"""

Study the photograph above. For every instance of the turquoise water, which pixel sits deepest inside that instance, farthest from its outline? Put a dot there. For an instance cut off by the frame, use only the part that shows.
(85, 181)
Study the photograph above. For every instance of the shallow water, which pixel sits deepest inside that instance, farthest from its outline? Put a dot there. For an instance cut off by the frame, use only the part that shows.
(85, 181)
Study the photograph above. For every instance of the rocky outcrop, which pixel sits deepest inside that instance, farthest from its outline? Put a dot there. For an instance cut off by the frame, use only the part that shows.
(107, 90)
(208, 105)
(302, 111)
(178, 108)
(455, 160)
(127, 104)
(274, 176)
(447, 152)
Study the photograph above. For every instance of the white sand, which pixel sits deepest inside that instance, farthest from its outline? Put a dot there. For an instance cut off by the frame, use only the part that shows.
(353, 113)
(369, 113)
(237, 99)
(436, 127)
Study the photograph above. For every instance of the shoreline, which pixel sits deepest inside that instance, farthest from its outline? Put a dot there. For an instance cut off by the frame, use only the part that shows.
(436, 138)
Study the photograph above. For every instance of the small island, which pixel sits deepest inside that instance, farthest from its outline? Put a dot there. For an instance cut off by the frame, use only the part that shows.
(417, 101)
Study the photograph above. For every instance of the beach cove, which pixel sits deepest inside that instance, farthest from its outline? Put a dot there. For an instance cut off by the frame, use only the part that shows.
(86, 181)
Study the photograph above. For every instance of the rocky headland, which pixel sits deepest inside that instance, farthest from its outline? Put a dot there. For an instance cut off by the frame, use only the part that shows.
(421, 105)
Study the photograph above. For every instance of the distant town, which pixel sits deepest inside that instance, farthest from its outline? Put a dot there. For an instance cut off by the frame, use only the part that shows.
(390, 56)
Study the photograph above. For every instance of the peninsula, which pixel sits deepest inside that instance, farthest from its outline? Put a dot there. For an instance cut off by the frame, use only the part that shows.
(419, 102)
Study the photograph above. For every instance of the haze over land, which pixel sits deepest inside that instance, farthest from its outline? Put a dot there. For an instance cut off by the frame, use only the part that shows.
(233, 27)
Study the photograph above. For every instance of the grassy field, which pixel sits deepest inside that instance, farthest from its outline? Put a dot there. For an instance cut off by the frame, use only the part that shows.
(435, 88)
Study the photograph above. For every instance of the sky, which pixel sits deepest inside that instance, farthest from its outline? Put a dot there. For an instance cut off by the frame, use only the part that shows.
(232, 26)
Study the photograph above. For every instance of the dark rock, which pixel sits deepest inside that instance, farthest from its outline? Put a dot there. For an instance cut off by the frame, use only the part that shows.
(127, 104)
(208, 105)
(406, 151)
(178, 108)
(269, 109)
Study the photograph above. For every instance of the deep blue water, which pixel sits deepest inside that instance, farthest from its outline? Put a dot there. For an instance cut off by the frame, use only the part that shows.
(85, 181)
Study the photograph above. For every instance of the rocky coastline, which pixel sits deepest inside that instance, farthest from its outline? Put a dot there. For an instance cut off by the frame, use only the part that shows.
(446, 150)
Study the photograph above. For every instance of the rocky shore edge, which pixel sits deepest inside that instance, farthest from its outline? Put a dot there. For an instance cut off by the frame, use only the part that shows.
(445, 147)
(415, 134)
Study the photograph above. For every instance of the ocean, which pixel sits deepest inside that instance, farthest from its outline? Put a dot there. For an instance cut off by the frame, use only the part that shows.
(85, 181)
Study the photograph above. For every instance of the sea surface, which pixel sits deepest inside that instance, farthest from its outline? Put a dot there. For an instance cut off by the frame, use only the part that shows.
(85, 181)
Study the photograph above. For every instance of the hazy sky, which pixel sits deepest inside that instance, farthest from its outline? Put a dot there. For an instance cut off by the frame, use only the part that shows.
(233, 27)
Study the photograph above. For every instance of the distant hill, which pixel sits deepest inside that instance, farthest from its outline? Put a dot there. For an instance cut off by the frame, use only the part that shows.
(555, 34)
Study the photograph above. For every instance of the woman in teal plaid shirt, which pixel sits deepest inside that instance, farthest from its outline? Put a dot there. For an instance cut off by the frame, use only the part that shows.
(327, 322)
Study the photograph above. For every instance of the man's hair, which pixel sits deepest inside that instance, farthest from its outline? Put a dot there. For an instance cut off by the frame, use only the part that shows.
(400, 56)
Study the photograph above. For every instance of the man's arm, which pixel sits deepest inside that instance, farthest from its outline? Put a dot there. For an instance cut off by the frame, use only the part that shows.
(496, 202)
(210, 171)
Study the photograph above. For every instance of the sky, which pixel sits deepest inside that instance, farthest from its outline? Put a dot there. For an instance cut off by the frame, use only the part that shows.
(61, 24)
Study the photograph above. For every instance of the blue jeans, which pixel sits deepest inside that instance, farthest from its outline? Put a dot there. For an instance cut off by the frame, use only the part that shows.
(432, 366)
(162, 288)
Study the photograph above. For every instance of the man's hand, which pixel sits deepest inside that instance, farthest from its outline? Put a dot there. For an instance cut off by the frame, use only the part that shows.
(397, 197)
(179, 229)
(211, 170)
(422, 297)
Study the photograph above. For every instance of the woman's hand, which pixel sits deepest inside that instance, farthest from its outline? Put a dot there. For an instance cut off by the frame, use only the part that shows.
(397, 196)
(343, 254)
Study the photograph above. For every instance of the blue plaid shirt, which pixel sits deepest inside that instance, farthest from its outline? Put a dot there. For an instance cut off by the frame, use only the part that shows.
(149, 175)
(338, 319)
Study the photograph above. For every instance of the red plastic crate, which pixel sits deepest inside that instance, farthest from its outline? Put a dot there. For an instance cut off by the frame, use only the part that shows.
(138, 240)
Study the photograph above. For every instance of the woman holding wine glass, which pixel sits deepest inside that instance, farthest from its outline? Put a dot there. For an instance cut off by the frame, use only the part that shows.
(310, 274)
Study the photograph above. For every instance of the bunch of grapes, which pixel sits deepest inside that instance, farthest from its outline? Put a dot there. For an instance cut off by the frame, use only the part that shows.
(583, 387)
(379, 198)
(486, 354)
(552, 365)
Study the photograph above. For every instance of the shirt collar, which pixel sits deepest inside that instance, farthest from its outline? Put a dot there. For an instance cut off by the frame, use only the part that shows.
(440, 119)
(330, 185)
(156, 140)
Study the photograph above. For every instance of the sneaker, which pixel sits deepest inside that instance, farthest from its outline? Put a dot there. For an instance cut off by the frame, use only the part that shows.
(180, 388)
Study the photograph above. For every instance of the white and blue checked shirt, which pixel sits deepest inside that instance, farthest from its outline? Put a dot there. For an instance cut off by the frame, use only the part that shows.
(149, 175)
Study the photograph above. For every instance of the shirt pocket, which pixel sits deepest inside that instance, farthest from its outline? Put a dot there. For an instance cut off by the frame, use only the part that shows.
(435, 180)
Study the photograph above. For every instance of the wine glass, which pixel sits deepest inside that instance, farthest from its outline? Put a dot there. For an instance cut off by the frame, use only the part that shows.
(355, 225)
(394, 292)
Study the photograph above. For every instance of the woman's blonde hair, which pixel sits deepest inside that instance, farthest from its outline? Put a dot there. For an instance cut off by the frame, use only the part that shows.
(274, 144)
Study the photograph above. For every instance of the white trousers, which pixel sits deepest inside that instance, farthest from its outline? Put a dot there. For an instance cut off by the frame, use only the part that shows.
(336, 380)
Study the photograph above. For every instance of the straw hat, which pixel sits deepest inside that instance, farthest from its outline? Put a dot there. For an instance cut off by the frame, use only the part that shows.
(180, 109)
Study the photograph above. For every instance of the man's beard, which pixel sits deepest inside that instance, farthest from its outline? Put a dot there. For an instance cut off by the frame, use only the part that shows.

"""

• **EXERCISE**
Please reproduce each entry exactly as it appears.

• **TASK OUTPUT**
Study the photograph above. For every instance of the turquoise water, which pixel sits deepest inside that instance, farthest from its outline? Put a dot there. For an instance cut off by the frame, use only the part that shows.
(85, 181)
Study the photograph above. For every instance of the shallow water, which pixel sits deepest inside that instance, farthest from its outline? Put a dot there. For an instance cut off by the frame, use only the part that shows.
(85, 181)
Study the photograph above. For every instance of the rocky outcrop, which pixel sits deepest inside that instance, farthest from its outline? Put a dot there. For an instance cut off by the frame, use only the part that shows.
(107, 90)
(208, 105)
(302, 111)
(178, 108)
(455, 160)
(127, 104)
(274, 176)
(447, 152)
Study the photograph above. For every instance of the white sand, which pixel sits deepest inside that instance, farthest from its outline? Put a dot there. For an instance cut off by the frame, use only the part that shows.
(353, 113)
(369, 113)
(237, 99)
(436, 127)
Study the photograph above. For every instance of the shoreline, which pixel sits deepest inside that instance, farthest from its outline? Put a dot there. For an instance cut off by the frame, use only the part that shows.
(436, 138)
Study the photograph above. For every instance of the small island, which pixel sits deepest inside that instance, farthest from its outline? Put a dot there. For an instance cut off by the frame, use only the part that shows.
(417, 101)
Study the photograph above. For every instance of the beach cove, which pixel sits deepest inside that instance, farthest from its outline? Put a dot there. For an instance cut off by the frame, use only the part that shows.
(86, 181)
Study the photograph above. For every instance of the rocky headland, which pixel sits deepest inside that instance, farthest from its outline? Put a dot there. For an instance cut off by the frame, use only the part that shows.
(421, 105)
Study the photograph above. For every instance of the distant town, which pixel sits deepest inside that instance, farthest from its outline? Put a dot there. For an instance cut off by the frame, use only the part that shows.
(390, 56)
Study the photograph above. For every instance of the peninsula, which pixel sits deepest inside that instance, farthest from its outline? Put a dot there. For an instance cut off by the frame, use only the part that shows.
(419, 102)
Study the photograph above. For every instance of the haze over land, which pixel sits deepest inside that instance, farthest from its outline? Put a dot there. For an instance cut off by the frame, use only the part that shows.
(233, 27)
Study the photograph above. For every instance of the grassy field, which pixel sits deepest inside that instance, farthest from its outline? Put a dot there. For an instance cut off by the frame, use only the part that shows.
(435, 88)
Study the photograph above. For every instance of the sky, which pixel sits deepest inside that instance, farthest from its outline? Put a dot there. For an instance cut off by the frame, use only the part that shows.
(232, 26)
Study the photograph above. For every instance of the dark rock, which pixel sits deepest inside that instance, farthest from its outline? Put a dot there. For an instance cut off by the frame, use only the part that shows.
(127, 104)
(208, 105)
(406, 151)
(178, 108)
(269, 109)
Study the photograph above. For every instance of the deep blue water, which pixel sits deepest inside that instance, farthest from its outline? Put a dot there. For an instance cut off by the frame, use only the part that shows.
(85, 181)
Study the photograph above. For every instance of the rocky coastline, which pixel sits deepest inside that instance, farthest from its outline? Put a dot there. For an instance cut off by the frame, use only the part that shows.
(446, 150)
Study the photograph above. For every instance of the rocky shore edge, which pixel sits deepest inside that instance, farthest from its outline? Put a dot there. For an instance cut off by the frame, use only the part that shows.
(445, 147)
(415, 134)
Study the photograph above. For every instance of the ocean, which pixel sits deepest inside that instance, farthest from its outline? Put a dot there. For an instance cut off by the frame, use only the part that shows.
(85, 181)
Study the photograph above. For every instance of the sea surface, which pixel sits deepest inside that instance, farthest from its outline? Put a dot there. For an instance cut off by the frame, use only the part that shows.
(85, 181)
Study the photograph above. For every instance of the hazy sky, which pixel sits deepest inside that instance, farthest from its outline? Put a dot there. For an instance cut off by the frame, use only the part that shows.
(233, 27)
Study the photograph above. For every instance of the distant hill, which pixel sits deepest inside that instance, farthest from its outline? Put a dot there. For an instance cut off by the frame, use only the part that shows.
(555, 34)
Study the photograph above. For every instance of the woman in teal plaid shirt, which pixel sits deepest inside that instance, farthest from its outline? Put a dot there. For an instance cut off by the frame, use only the part that shows.
(327, 322)
Study the photograph above. For every instance of the man's hair, which pixel sits deepest inside that instance, farthest from its outline? Put a dot there. For an instance cut off by the frame, use only the part that shows.
(400, 56)
Study the photograph above. For every instance of the man's arm, which pixel sits deepest inside that instance, farthest from its outline? Put a dot there. For an instance cut off by the frame, use only the part that shows.
(496, 202)
(210, 171)
Study the photograph above. For every instance of the sky, which pixel sits deepest inside that instance, farthest from its outline? Put a dot there. For an instance cut off by the frame, use only the part that shows.
(61, 24)
Study the photograph above. For every instance of the blue jeans, which pixel sits deepest inside that instance, farthest from its outline? Put a dot there. For an instance cut off by the frame, use only the part that shows.
(432, 366)
(162, 288)
Study the photograph above. For every instance of the man's hand, which pixel sits deepest inside that instance, farthest from its outline? Put a dot there. For an instance cut off by the frame, use only the part that shows.
(397, 197)
(179, 229)
(211, 170)
(422, 297)
Study the photograph above. For every instance of the woman's hand, which pixel sits deepest inside that instance, farthest from its outline? Put a dot there. For an instance cut off by the frame, use only the part that shows.
(397, 196)
(343, 254)
Study the photograph above. For every instance of the blue plaid shirt, which pixel sits deepest inside that instance, farthest from its outline? Put a dot there. For an instance cut off by the frame, use only the part that shows.
(149, 175)
(338, 319)
Study the photograph above. For every instance of the red plastic crate, which pixel sits deepest inside that instance, farthest from its outline? Put a dot there. For an instance cut off by the frame, use only the part that shows.
(138, 240)
Study the photograph above. For every instance of the woman holding wine glass, which pixel sits deepest inside that instance, farthest from its outline? Put a dot there. For an instance cut off by the frame, use only the part that shows.
(310, 274)
Study the photograph above. For every instance of the bunch of grapes, which pixel sits deepest inside that instance, farthest from its outline? Put a dot there. For an instance cut off by the frame, use only the part that shows.
(583, 387)
(379, 198)
(486, 354)
(552, 365)
Study the photograph above. For every instance of the shirt collar, which pixel sits deepest inside that instance, farthest from its outline? Put a dot there. For an instance cut off by the frame, use only the part that shows.
(440, 119)
(330, 185)
(156, 140)
Study the photograph above. For every instance of the sneaker, which pixel sits deepest inside that instance, farthest from its outline? Put a dot there. For an instance cut off by the frame, use only the part that shows.
(180, 388)
Study the photograph above. For every instance of the white and blue checked shirt, which pixel sits deepest inside that instance, farthest from its outline? Put a dot there. For an instance cut off by the frame, use only the part that shows.
(149, 175)
Study the photograph above. For every instance of the shirt pocket, which pixel sits deepest inside that instance, farthest from its outline? Put a dot there. For an instance cut off by the frame, use only the part that shows.
(435, 180)
Study the photograph above. For every instance of the wine glass, which pixel sits deepest inside that instance, farthest from its outline? Put a dot there. For an instance cut off by the frame, use only the part that shows.
(355, 225)
(394, 292)
Study the photograph above. For every instance of the woman's blonde hair, which pixel sits deepest inside that instance, farthest from its outline? Put a dot there. For an instance cut off by the frame, use only the part that shows.
(274, 144)
Study the photograph above. For every instance of the white trousers, which pixel sits deepest inside that instance, farthest from its outline? Put a dot there. For an instance cut off by the frame, use only the part that shows.
(336, 380)
Study the photograph above. For every instance of the straw hat, which pixel sits deepest inside that instance, farthest from its outline? Put a dot there. For an instance cut off by the frame, use only the part that shows.
(180, 109)
Study the photograph above. For every instance of the man's beard, which pixel sits deepest inside that instance, farthest from its outline? Put a dot there. For an instance cut off by the frame, use only the part that shows.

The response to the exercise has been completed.